Page extract start

Hans-Dieter Lucas (born 11 October 1959) is a German diplomat. He is currently serving as Ambassador of Germany to France and Monaco.

Education 
Lucas studied history, political science, law and Catholic theology in the Rhenish Friedrich Wilhelm University of Bonn.

Career 
 From 1987 to 1989 he worked in the political department of the Federal Foreign Office.
 From 1989 to 1991 he has served in the economic department at the Embassy of Germany, Moscow.
 From 1991 to 1995 he has served in the political department (Baltic States) of the Federal Foreign Office.
 From 1995 to 1998 he was Head of the personal office of former Federal Minister for Foreign Affairs Hans-Dietrich Genscher.
 From 1998 to 1999 he was Head of the speechwriting staff of former Federal Minister for Foreign Affairs Klaus Kinkel.
 From 1999 to 2003 he worked in the political department at the Embassy of Germany, Washington, D.C.
 From 2003 to 2006 he served as Head of division for Central-, Southeastern, Eastern Europe, South Caucasus, Central Asia of the Foreign and Security Policy Department of German Chancellery.

Page extract end

Aim:
Carry the career section of the biography of Hans-Dieter Lucas forward from 2006, matching the style of its entries. The listing that follows comes from a separate source and has no connection to the text about Hans-Dieter Lucas.

Collected material start

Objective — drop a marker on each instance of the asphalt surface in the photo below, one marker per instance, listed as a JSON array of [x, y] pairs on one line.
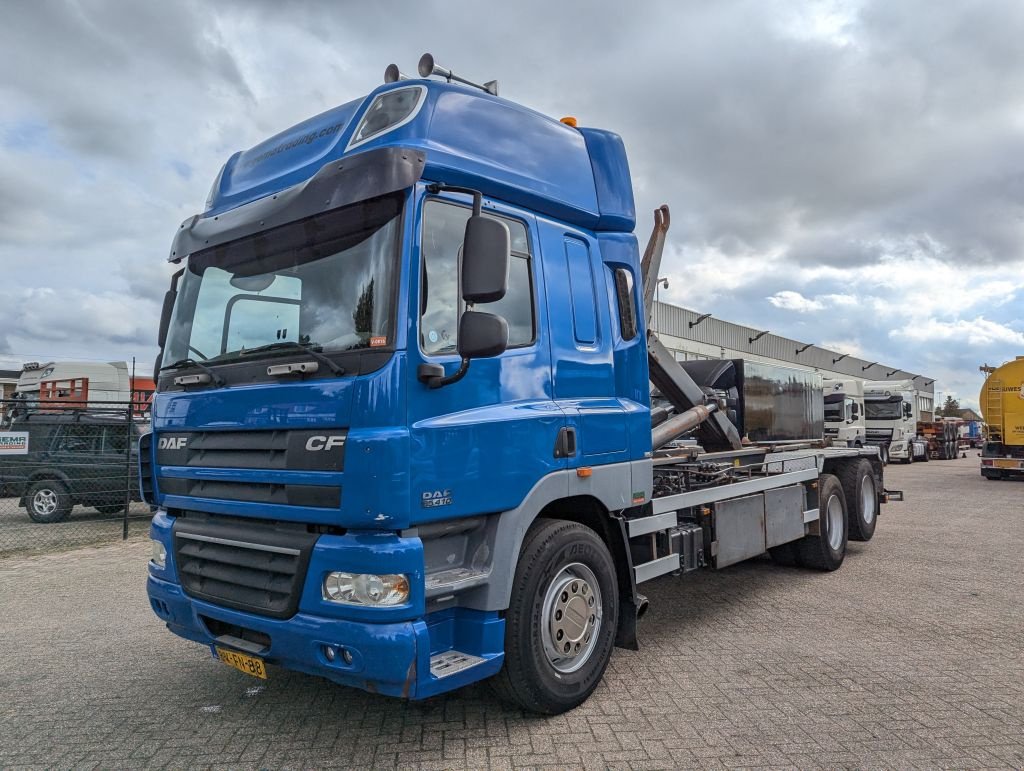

Collected material end

Right answer:
 From 2006 to 2010 Lucas was Director for Eastern Europe, the Caucasus and Central Asia of the Federal Foreign Office.
 From 2010 to 2011 he was Representative of the Federal Republic of Germany in the Political and Security Committee of the EU.
 He served from 2011 to 2015 as political director of the Federal Foreign Office.
 From 2015 to 2020 he was the Permanent Representative of Germany to NATO.
 In 2020 he was appointed  Ambassador of Germany to France and Monaco.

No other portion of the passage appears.